[Records from a dataset]
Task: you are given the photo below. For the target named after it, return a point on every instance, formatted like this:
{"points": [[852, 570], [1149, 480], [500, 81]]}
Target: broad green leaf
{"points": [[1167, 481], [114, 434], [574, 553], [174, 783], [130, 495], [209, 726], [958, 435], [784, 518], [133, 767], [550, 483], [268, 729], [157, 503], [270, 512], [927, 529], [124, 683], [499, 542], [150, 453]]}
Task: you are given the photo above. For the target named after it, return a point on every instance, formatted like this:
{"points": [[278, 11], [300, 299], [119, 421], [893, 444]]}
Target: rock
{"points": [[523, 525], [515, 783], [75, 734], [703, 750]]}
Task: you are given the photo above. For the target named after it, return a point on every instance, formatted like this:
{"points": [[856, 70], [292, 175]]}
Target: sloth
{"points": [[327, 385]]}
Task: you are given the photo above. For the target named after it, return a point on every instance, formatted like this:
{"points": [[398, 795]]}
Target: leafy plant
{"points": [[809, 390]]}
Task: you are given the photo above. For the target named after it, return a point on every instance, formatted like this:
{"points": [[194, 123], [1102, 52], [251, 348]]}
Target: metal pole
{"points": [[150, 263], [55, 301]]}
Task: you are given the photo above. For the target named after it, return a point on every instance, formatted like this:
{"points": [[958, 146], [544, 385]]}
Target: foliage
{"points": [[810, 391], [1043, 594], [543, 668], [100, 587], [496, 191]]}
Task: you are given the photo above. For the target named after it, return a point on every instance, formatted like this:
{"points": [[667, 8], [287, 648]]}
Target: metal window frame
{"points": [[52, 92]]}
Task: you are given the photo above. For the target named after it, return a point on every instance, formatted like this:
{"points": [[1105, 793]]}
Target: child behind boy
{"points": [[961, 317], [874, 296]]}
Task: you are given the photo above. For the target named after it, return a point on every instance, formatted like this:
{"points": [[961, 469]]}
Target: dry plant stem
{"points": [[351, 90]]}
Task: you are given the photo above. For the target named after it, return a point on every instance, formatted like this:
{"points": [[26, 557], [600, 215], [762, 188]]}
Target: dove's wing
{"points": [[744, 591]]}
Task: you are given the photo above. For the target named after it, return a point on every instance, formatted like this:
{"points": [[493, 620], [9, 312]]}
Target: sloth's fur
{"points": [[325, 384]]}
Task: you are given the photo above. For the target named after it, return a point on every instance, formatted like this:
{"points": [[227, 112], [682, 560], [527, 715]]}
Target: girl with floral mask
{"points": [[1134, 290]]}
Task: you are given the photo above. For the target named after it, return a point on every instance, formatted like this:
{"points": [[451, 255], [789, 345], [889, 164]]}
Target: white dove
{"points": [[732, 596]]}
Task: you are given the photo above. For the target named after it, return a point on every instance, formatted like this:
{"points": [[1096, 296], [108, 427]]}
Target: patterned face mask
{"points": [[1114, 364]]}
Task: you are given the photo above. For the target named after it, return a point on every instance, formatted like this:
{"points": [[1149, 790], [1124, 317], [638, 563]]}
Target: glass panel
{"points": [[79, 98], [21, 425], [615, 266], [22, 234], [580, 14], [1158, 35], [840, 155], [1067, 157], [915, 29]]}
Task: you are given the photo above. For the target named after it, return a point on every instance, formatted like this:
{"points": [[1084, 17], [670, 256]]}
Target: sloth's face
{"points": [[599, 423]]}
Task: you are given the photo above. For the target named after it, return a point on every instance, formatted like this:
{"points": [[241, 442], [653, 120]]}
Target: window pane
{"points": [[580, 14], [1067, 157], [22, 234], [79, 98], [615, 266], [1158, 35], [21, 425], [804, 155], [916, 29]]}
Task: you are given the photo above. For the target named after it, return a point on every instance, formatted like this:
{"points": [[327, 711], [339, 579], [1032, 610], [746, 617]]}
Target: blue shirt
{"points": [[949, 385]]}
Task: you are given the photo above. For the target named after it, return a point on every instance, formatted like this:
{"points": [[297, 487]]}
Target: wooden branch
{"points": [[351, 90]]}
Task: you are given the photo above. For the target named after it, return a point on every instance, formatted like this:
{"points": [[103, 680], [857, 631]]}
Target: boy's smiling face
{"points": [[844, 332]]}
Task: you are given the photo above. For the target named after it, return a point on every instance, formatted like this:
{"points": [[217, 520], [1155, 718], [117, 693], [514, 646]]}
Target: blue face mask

▸ EXERCISE AIM: Reproduce each entry exactly, leaving out nothing.

▸ REPLY:
Task: you are given the photo below. For the target named after it, return a point on every instance, formatted like this:
{"points": [[852, 570], [1149, 480], [500, 81]]}
Target: broad green leaf
{"points": [[1167, 481], [114, 434], [574, 553], [174, 783], [130, 495], [209, 726], [958, 435], [784, 518], [133, 767], [550, 483], [268, 729], [157, 503], [270, 512], [927, 529], [124, 683], [499, 542], [150, 453]]}
Task: you are given the photo above. For the target named after it, return a point on every instance, formatted like this:
{"points": [[278, 11], [300, 299], [119, 421], [893, 444]]}
Target: rock
{"points": [[523, 525], [515, 783], [75, 734], [703, 750]]}
Task: you are given the photo above. For the target named after it, return a point on every instance, formatted like this:
{"points": [[856, 70], [292, 175]]}
Target: sloth
{"points": [[327, 385]]}
Task: you are given the photo above. For the target named after it, return a point on every instance, formatted like this:
{"points": [[398, 795]]}
Target: leafy plant
{"points": [[809, 390]]}
Task: you are given the photo above. For the target named after it, return a point on every instance, formatted like this:
{"points": [[194, 123], [1102, 52], [251, 348]]}
Target: metal pole
{"points": [[150, 263], [55, 301]]}
Task: you are given the photo above. For the target named after it, return a point on every instance, formatted like this:
{"points": [[958, 146], [544, 385]]}
Target: foliage
{"points": [[810, 391], [1043, 594], [543, 668], [100, 587], [496, 191]]}
Task: you are given the photo above. For the target named after it, return a point on every instance, formatted like this:
{"points": [[667, 8], [287, 648]]}
Target: metal window frame
{"points": [[52, 92]]}
Task: you are given the photo above. For the target named after it, return a point on every instance, formatted like this:
{"points": [[1105, 793]]}
Target: child behind boy
{"points": [[961, 317], [874, 296]]}
Task: you are given the photo above. For the target named after it, return a point on every instance, formatted like this:
{"points": [[961, 469]]}
Target: dry plant stem
{"points": [[351, 90]]}
Task: you are given the photo above. For the target named after it, return a point on every instance, formatted like this:
{"points": [[26, 557], [600, 215], [762, 188]]}
Target: dove's wing
{"points": [[744, 591]]}
Task: you are given the photo above. For the target named after it, return a point on every instance, formatted like this:
{"points": [[493, 620], [9, 312]]}
Target: sloth's fur
{"points": [[325, 384]]}
Task: you are given the photo above. For the target named after it, return a point on every instance, formatted like this:
{"points": [[227, 112], [682, 560], [527, 715]]}
Target: girl with floral mask
{"points": [[1134, 290]]}
Task: you are given the photo above. For the target named after it, return a point on every instance, formatted like this:
{"points": [[451, 255], [789, 345], [889, 164]]}
Target: white dove
{"points": [[732, 596]]}
Task: you are given the photo above. For the target named after it, return a point on every instance, formatted like this:
{"points": [[1096, 296], [108, 427]]}
Target: patterned face mask
{"points": [[1114, 364]]}
Task: you are given the photo above. For the target named after it, return a point on every instance, formatted like this:
{"points": [[1149, 790], [1124, 317], [638, 563]]}
Target: glass panel
{"points": [[79, 98], [21, 425], [615, 266], [22, 234], [580, 14], [1158, 35], [840, 155], [1067, 157], [915, 29]]}
Task: you are given the photo above. For the target named after it, return a point on every instance, formatted like this:
{"points": [[1084, 17], [670, 256]]}
Target: sloth's face
{"points": [[599, 423]]}
Task: you are given the photo above. For the target named after it, return a point on every instance, formatted like this:
{"points": [[241, 442], [653, 120]]}
Target: window pane
{"points": [[580, 14], [1067, 157], [22, 234], [79, 98], [615, 266], [1158, 35], [21, 425], [804, 155], [916, 29]]}
Task: you are given the photo above. For the target named after it, return a point on every instance, formatted like this:
{"points": [[327, 711], [339, 579], [1032, 610], [746, 617]]}
Target: blue shirt
{"points": [[949, 385]]}
Task: you are given the photo above. For the target named after it, return a point on every instance, formatted like this:
{"points": [[297, 487]]}
Target: wooden branch
{"points": [[351, 90]]}
Task: you are given the photo above. For the target named after it, return a point on every instance, formatted like this:
{"points": [[103, 680], [857, 631]]}
Target: boy's smiling face
{"points": [[844, 332]]}
Task: you are given the photo above. For the target named after it, return a point on every instance, formatted like this:
{"points": [[217, 520], [1155, 718], [117, 693], [514, 646]]}
Target: blue face mask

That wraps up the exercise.